We then wandered around this creepy abandoned children’s amusement park, taking photos of all the weirdness (again, photos to come soon).  No idea why it is not in operation anymore but there was still a woman working there, presumably renting bicycles.  It’s funny how there is absolutely no such thing as copyright infringement here.  The park has weird representations of Snow White and the Seven Dwarves and Mickey Mouse images are pretty much used everywhere in this country, including on the front of elementary schools, on T-shirts in the market, no problem! Same with the whole bootleg DVD thing.  Apparently not an issue. 

We went to a free flower garden next to the golf course which was nice but not very well maintained and a little run down.  Perhaps because they are not collecting admissions like the other main flower garden here (update: we went to the paid flower garden yesterday, equally mismanaged and dirty).  We were particularly surprised to see all the produce growing, just rotting on the vine-pumpkins, tomatoes and chili peppers, seemingly going to no use at all. 

We went to the market which is huge and covers two large indoor spaces, spilling out onto the streets surrounding it.  Pretty much everything is for sale here, but it’s geared more for locals with not a lot of tourist tat which is great because HCMC is full of that.  In fact, I read somewhere that Vietnamese tourists make up about 80% of the tourism here, with the rest being from other countries so it is kind of nice. You feel like you are getting more of an authentic experience wandering around the country roads here.  Anyway, back the market.  The bottom floor is full of food, local produce and dried local fruits, sugared to the point of candying.  I got suckered into buying a bag of mixed dried fruit, most of which were okay but some where just awful and far too sweet for my liking.  Like most sweets in SE Asia, they are just TOO sweet for me.

·····

SET TASKS =
**1.** Answer these questions using the travel passage:
(a) Who was still working at the abandoned children's amusement park?
(b) Which kinds of produce were rotting on the vine at the free flower garden?
(c) According to something the writer read, about what share of the tourism is made up of Vietnamese tourists?
**2.** Show each line of the entries that contains the word "leaves".
The travel passage and the entries that follow it have no connection to each other.

Data items
·····

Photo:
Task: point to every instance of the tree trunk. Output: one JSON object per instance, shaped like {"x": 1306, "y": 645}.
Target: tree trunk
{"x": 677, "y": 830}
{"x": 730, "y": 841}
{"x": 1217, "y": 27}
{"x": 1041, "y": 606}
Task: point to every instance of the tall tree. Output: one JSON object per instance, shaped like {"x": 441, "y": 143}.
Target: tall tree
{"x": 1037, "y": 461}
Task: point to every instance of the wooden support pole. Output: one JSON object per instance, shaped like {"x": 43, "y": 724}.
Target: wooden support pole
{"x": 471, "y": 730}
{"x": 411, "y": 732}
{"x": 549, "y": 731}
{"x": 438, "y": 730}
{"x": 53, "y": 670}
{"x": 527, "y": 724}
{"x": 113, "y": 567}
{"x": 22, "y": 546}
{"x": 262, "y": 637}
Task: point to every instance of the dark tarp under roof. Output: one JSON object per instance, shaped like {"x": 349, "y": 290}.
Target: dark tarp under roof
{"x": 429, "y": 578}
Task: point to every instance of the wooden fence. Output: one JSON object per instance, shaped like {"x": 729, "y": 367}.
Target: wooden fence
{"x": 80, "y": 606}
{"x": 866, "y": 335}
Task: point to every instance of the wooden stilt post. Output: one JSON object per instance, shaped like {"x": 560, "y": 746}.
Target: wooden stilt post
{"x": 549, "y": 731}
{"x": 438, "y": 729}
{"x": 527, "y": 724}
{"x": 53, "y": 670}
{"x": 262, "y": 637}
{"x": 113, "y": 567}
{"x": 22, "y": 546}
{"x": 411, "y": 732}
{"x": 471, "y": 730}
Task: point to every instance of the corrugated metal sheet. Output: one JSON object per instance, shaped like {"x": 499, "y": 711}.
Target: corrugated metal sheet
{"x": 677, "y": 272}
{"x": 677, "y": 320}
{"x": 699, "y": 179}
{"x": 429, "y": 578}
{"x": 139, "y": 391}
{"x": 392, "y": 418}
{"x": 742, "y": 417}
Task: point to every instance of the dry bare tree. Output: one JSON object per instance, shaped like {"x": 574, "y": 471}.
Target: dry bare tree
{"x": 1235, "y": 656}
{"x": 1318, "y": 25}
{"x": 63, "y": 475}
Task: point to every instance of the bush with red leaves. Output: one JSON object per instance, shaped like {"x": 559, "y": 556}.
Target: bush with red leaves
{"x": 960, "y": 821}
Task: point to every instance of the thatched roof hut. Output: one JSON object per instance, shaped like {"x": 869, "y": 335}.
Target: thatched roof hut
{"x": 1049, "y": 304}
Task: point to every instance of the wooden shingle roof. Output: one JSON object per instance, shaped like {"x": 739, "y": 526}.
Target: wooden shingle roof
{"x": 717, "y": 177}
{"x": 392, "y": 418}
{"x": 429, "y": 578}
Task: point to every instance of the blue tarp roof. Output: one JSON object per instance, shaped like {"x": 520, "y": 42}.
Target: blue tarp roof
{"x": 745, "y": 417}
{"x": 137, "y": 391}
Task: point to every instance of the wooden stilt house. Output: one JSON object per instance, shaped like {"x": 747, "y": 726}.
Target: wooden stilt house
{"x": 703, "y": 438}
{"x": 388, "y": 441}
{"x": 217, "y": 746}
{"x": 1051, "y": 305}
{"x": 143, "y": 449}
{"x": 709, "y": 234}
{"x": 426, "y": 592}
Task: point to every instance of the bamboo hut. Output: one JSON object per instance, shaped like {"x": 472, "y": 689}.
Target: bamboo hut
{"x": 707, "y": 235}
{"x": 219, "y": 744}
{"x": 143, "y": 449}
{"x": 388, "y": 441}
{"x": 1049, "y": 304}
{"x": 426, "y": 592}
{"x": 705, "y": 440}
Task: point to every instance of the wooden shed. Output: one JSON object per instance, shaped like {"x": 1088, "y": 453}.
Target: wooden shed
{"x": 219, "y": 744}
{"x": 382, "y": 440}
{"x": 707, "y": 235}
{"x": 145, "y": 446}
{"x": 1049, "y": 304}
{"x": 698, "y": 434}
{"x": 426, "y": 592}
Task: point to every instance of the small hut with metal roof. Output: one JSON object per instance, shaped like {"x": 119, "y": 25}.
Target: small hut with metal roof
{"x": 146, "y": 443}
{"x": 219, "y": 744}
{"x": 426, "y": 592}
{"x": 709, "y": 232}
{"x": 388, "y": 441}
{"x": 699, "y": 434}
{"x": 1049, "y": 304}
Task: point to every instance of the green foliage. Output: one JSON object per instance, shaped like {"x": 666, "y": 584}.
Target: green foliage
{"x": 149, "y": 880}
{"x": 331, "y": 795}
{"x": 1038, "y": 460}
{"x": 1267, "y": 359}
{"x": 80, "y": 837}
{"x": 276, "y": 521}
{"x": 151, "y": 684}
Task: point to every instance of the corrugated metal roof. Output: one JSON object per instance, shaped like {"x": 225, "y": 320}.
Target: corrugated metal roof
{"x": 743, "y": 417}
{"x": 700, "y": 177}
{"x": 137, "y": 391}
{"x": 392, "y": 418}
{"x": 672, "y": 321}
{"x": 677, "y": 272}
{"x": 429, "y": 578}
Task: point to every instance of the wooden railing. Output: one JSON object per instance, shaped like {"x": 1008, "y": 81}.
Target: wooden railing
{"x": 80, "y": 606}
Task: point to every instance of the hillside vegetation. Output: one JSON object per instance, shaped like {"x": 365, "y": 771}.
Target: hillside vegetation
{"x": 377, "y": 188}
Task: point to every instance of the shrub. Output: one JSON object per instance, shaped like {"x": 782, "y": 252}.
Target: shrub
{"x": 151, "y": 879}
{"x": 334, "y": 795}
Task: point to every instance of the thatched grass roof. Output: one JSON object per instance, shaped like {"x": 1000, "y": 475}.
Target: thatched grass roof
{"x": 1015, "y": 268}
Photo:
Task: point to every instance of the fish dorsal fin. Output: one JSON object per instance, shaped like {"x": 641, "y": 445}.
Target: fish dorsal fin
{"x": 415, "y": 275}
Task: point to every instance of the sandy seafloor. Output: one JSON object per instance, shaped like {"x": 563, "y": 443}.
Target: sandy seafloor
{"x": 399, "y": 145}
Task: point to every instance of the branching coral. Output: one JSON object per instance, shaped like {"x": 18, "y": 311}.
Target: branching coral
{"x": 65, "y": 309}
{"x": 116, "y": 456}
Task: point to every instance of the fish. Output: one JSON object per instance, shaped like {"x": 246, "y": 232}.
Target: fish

·····

EXPECTED RESPONSES =
**1.**
(a) A woman, presumably renting bicycles.
(b) Pumpkins, tomatoes and chili peppers.
(c) About 80%.

**2.**
Task: point to every instance of the bush with red leaves. Output: one JSON object per instance, shaped like {"x": 559, "y": 556}.
Target: bush with red leaves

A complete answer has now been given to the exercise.